***** Record extracts
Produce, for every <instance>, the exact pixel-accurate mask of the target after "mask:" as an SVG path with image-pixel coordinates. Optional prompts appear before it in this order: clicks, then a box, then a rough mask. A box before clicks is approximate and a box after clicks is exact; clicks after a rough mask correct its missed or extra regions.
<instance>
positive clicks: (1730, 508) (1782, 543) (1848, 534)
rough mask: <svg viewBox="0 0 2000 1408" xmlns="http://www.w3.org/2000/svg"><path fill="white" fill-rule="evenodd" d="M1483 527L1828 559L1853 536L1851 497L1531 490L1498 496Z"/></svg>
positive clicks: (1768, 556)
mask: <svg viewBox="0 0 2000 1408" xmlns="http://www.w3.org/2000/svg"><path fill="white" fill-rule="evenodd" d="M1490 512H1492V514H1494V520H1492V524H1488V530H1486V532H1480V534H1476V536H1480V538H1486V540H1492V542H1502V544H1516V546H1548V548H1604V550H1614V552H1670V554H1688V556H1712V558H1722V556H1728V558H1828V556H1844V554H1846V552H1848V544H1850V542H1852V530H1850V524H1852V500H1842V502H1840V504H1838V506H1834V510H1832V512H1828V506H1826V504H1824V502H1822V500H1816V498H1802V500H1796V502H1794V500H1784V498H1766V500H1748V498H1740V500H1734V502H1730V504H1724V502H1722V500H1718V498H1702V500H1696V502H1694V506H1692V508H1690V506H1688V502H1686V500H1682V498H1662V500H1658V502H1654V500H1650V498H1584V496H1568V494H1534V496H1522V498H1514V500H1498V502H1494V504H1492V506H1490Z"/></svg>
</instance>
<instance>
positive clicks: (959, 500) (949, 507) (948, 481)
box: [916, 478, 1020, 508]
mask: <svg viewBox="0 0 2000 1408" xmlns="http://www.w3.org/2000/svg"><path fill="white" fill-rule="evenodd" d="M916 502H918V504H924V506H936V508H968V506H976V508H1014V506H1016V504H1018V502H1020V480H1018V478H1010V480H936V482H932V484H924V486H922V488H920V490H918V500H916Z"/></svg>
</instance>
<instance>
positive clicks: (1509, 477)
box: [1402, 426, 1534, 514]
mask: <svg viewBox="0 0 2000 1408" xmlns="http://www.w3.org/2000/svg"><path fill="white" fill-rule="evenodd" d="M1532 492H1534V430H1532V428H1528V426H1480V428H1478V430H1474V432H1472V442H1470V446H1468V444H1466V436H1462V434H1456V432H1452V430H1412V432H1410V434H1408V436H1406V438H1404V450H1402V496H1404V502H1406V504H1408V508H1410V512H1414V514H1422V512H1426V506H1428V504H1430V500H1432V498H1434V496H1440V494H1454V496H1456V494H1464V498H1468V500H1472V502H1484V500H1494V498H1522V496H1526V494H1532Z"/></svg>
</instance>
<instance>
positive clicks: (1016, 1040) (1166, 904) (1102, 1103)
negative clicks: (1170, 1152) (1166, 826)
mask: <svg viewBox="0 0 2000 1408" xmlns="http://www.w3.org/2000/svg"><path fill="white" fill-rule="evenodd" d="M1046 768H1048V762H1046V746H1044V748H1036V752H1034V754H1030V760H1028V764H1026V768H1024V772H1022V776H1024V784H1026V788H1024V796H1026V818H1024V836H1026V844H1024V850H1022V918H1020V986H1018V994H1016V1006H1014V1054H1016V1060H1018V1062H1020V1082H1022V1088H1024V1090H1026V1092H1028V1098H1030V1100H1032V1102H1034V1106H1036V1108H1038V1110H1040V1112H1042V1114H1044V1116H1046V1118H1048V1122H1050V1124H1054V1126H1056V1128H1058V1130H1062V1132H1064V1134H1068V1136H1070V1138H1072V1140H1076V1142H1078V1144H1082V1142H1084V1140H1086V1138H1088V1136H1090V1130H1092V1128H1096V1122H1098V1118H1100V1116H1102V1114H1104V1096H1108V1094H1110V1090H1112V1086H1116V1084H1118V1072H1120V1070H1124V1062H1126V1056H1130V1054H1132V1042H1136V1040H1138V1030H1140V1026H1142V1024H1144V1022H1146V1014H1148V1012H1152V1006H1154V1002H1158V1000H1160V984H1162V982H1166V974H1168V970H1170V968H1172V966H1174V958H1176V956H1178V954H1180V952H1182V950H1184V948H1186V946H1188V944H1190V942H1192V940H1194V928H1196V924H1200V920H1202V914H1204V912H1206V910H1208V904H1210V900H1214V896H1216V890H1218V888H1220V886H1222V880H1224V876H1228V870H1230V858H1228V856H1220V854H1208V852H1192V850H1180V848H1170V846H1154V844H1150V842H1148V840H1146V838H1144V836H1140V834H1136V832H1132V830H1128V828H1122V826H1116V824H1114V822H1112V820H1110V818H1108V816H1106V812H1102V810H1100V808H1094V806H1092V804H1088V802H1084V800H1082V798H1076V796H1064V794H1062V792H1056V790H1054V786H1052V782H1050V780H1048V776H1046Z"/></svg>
**********
=== Problem to work on ===
Please give again the lines above between the line holding "rough mask: <svg" and the line holding "positive clicks: (1016, 1040)", inclusive, exactly as they are and with nothing added.

=== Response for this exercise ===
rough mask: <svg viewBox="0 0 2000 1408" xmlns="http://www.w3.org/2000/svg"><path fill="white" fill-rule="evenodd" d="M1483 527L1828 559L1853 536L1851 497L1531 490L1498 496Z"/></svg>
positive clicks: (1768, 556)
mask: <svg viewBox="0 0 2000 1408" xmlns="http://www.w3.org/2000/svg"><path fill="white" fill-rule="evenodd" d="M1490 512H1492V514H1494V520H1492V524H1488V530H1486V532H1480V534H1476V536H1480V538H1486V540H1492V542H1502V544H1516V546H1548V548H1604V550H1614V552H1670V554H1688V556H1712V558H1722V556H1728V558H1828V556H1844V554H1846V552H1848V544H1850V542H1852V530H1850V524H1852V500H1842V502H1840V504H1838V506H1834V510H1832V512H1828V506H1826V504H1824V502H1822V500H1816V498H1802V500H1796V502H1794V500H1784V498H1766V500H1748V498H1740V500H1734V502H1730V504H1724V502H1722V500H1718V498H1702V500H1696V502H1694V506H1692V508H1690V506H1688V502H1686V500H1682V498H1662V500H1658V502H1654V500H1650V498H1584V496H1568V494H1534V496H1522V498H1514V500H1498V502H1494V504H1492V506H1490Z"/></svg>
</instance>
<instance>
positive clicks: (959, 500) (949, 507) (948, 481)
box: [916, 478, 1020, 508]
mask: <svg viewBox="0 0 2000 1408" xmlns="http://www.w3.org/2000/svg"><path fill="white" fill-rule="evenodd" d="M916 502H918V504H924V506H936V508H968V506H976V508H1014V506H1016V504H1018V502H1020V480H1018V478H1010V480H936V482H932V484H924V486H922V488H920V490H918V500H916Z"/></svg>
</instance>
<instance>
positive clicks: (1509, 477)
box: [1402, 426, 1534, 514]
mask: <svg viewBox="0 0 2000 1408" xmlns="http://www.w3.org/2000/svg"><path fill="white" fill-rule="evenodd" d="M1532 492H1534V430H1532V428H1528V426H1480V428H1478V430H1474V432H1472V442H1470V446H1468V444H1466V436H1462V434H1456V432H1452V430H1412V432H1410V434H1408V436H1406V438H1404V450H1402V496H1404V502H1406V504H1408V508H1410V512H1414V514H1422V512H1426V506H1428V504H1430V500H1432V498H1434V496H1440V494H1454V496H1456V494H1464V498H1468V500H1472V502H1484V500H1494V498H1522V496H1526V494H1532Z"/></svg>
</instance>
<instance>
positive clicks: (1016, 1040) (1166, 904) (1102, 1103)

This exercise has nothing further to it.